## Exercise
In your reply, print every line of the listing exactly and omit all images.

## Records supplied

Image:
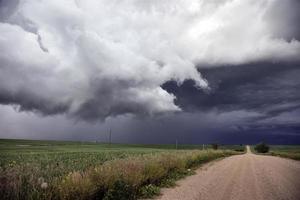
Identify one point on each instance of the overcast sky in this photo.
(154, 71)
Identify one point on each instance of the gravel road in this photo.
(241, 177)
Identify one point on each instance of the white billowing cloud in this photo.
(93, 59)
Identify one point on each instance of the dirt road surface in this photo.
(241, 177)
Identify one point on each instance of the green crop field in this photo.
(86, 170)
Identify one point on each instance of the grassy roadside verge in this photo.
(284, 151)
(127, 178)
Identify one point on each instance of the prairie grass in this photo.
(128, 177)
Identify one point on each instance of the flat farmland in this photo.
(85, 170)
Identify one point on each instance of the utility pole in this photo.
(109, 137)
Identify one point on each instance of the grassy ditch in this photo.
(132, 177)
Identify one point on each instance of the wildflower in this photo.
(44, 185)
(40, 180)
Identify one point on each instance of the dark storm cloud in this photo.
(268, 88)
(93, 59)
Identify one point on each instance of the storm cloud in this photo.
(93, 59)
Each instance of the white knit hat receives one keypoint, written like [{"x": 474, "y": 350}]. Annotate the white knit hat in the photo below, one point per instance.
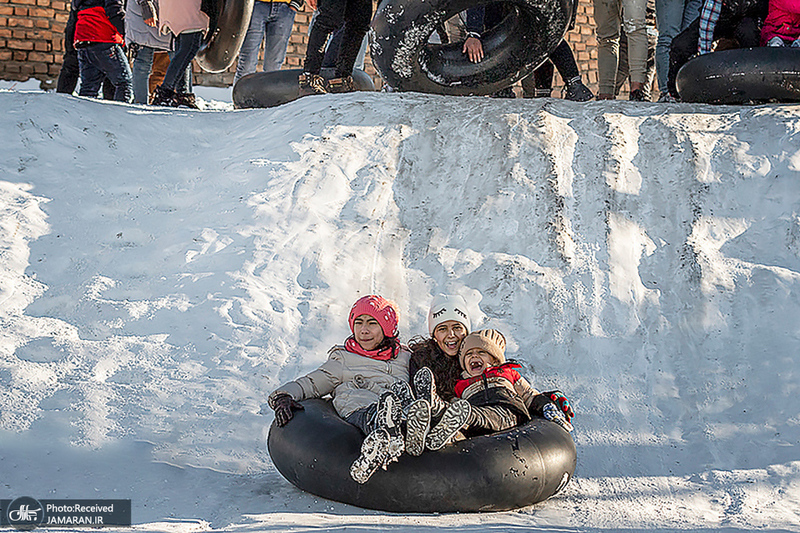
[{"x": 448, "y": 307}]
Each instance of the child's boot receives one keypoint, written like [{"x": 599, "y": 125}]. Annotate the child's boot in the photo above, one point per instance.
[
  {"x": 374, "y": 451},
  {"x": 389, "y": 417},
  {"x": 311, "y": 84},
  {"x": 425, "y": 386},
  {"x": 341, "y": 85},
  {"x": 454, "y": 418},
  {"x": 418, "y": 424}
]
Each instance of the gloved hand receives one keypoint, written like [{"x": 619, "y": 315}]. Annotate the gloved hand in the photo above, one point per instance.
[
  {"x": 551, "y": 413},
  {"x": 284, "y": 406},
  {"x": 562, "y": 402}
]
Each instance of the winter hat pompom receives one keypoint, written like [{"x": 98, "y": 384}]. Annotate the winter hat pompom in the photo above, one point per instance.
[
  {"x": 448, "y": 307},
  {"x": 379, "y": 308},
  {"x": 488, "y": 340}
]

## Exercise response
Image:
Identify one point on each instance of the overcast sky in this photo.
(154, 71)
Identify one point on each instance of the gravel road in this photo.
(241, 177)
Identify one point on each instance of the white billowing cloud in this photo.
(93, 59)
Identify one point on each instance of the dirt road surface in this photo.
(241, 177)
Identify one point on each instance of the green crop field in this photo.
(86, 170)
Identify one point on each instance of the grassy roadside verge in this photo.
(284, 151)
(127, 178)
Identify one point on each instance of the prairie grass in this photo.
(128, 177)
Identify one point on each instance of the flat farmland in this photo.
(85, 170)
Identify one point on each instance of the utility pole in this photo.
(109, 137)
Identify one point on each instance of the grassy ditch in this photo.
(132, 177)
Identify one point on each instance of the wildflower in this photo.
(44, 185)
(40, 180)
Identify one point on each instance of the dark storm cloud in this photo.
(268, 88)
(93, 59)
Identify one point on each instance of the storm cloud in this photo.
(93, 59)
Each instance of the white knit hat receives one keypoint, written like [{"x": 474, "y": 350}]. Annotate the white knit hat in the photo below, one point per instance.
[{"x": 448, "y": 307}]
Each instance of the child's boot receives one keypoint, written like [{"x": 599, "y": 125}]. Annotate the child's boot in the photo above, one point per instance.
[
  {"x": 374, "y": 451},
  {"x": 389, "y": 417},
  {"x": 311, "y": 84},
  {"x": 425, "y": 386},
  {"x": 341, "y": 85},
  {"x": 454, "y": 418},
  {"x": 418, "y": 424}
]
Each instance of the gloved hand receives one keypoint, written like [{"x": 619, "y": 315}]. Annotate the gloved hand in the photo above, one point per instance.
[
  {"x": 551, "y": 413},
  {"x": 284, "y": 406},
  {"x": 562, "y": 402}
]
Each instance of the winter hat pompom receives one keypoint, written like [{"x": 98, "y": 384}]. Annotate the winter hat pompom in the photo above, one point per instance.
[
  {"x": 448, "y": 307},
  {"x": 379, "y": 308},
  {"x": 488, "y": 340}
]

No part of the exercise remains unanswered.